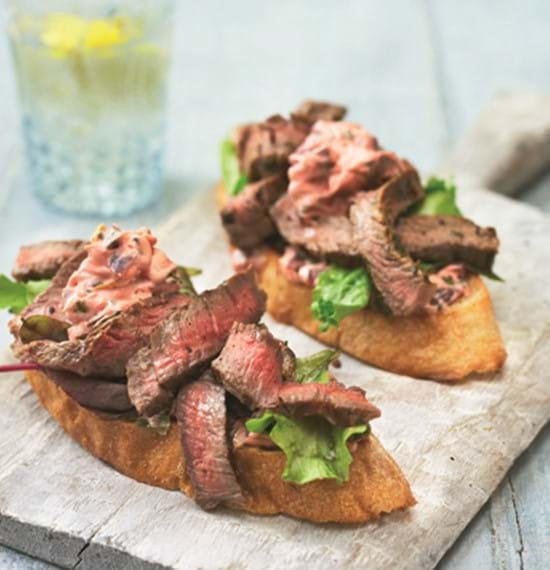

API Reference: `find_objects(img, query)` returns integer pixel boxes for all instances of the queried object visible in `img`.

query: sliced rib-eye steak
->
[12,239,86,281]
[176,372,242,509]
[212,323,296,410]
[9,250,87,337]
[293,99,347,123]
[13,291,189,378]
[396,215,499,272]
[127,272,266,416]
[126,346,174,417]
[235,115,311,182]
[350,173,436,315]
[276,382,380,426]
[45,368,134,414]
[221,176,287,250]
[271,194,358,264]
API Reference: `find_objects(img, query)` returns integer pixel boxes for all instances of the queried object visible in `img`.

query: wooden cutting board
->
[0,189,550,570]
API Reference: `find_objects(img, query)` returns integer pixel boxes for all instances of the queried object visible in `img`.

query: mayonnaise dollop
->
[62,226,176,339]
[288,121,406,210]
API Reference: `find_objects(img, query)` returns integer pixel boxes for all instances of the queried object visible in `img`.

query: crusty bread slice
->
[26,371,416,523]
[217,184,506,380]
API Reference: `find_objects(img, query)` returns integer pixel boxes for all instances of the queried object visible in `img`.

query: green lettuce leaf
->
[246,350,369,485]
[311,265,372,332]
[19,315,71,343]
[296,348,340,384]
[246,412,369,485]
[0,274,50,314]
[220,139,248,196]
[416,176,462,216]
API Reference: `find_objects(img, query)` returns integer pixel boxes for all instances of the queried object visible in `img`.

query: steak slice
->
[127,272,266,416]
[350,173,436,315]
[221,176,287,250]
[212,323,294,410]
[176,371,242,509]
[396,215,499,272]
[13,289,190,378]
[126,346,174,417]
[235,115,311,182]
[11,239,86,281]
[45,368,134,414]
[270,194,359,265]
[293,99,347,123]
[276,382,380,426]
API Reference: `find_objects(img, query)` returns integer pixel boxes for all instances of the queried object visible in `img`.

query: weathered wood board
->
[0,183,550,569]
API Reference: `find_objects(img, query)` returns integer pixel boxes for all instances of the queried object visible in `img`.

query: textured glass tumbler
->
[7,0,172,216]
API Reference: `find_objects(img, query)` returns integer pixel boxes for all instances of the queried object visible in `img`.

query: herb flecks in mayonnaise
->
[62,226,176,338]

_To do_. Print all of the lines above word for word, leaving out the picture.

_Solution to this task_.
API Reference: `find_objects(img, query)` returns integer pixel boxes for all instances of the queried object visible in `img`.

query: sliced rib-eye steak
->
[12,239,86,281]
[176,372,242,509]
[212,323,296,410]
[9,250,87,337]
[293,99,347,123]
[13,291,189,378]
[396,215,499,272]
[127,272,266,416]
[126,346,174,417]
[235,115,311,182]
[350,173,436,315]
[276,382,380,426]
[45,368,134,414]
[221,176,287,250]
[271,194,358,264]
API Reference: `find_objects(img, query)` returns integer pixel boxes for all instances of the queried object visible in `img`.

query: wooden cutting board
->
[0,189,550,570]
API Reference: `find_objects(img, query)` returns integer pixel boxes for all instances of the queried object visible in `img`.

query: mayonnaise dollop
->
[62,226,176,339]
[288,121,406,210]
API Reference: `find_objects(img, query)` returns integer pixel boxes for all instances of the queried object visible in `img`.

query: crusty bread slice
->
[26,371,416,523]
[217,184,506,380]
API Reference: `find_objects(img, query)` returns integer pixel boxes for all instances of the queried object visible in `img`.

query: green lettuce leaf
->
[246,350,369,485]
[311,265,372,332]
[19,315,71,343]
[296,348,340,384]
[246,412,369,485]
[0,274,50,314]
[220,139,248,196]
[416,176,462,216]
API Reference: `find_objects(img, query)` returns integer pixel boxes for all instances of the queried object visible in `img`.

query: steak slice
->
[127,272,266,416]
[350,173,436,315]
[221,176,287,250]
[212,323,294,410]
[176,371,242,509]
[396,215,499,272]
[13,289,190,378]
[126,346,174,417]
[235,115,311,182]
[11,239,86,281]
[45,368,134,414]
[270,194,359,265]
[293,99,347,123]
[276,382,380,426]
API Reference: `find_objects(img, query)` returns integer pixel boxes for all instances of the queried object visible in `img`.

query: weathered wood board
->
[0,183,550,569]
API Reference: `find_objects(img, query)` returns integer pixel boxes for all instances of the queried object visible in `img`.

query: textured glass tumbler
->
[7,0,172,216]
API Reference: `find_objects(img, query)` returns integer pixel boxes for all instances of the queried object visible in `img`.

query: herb flecks in mayonnaise
->
[62,226,176,338]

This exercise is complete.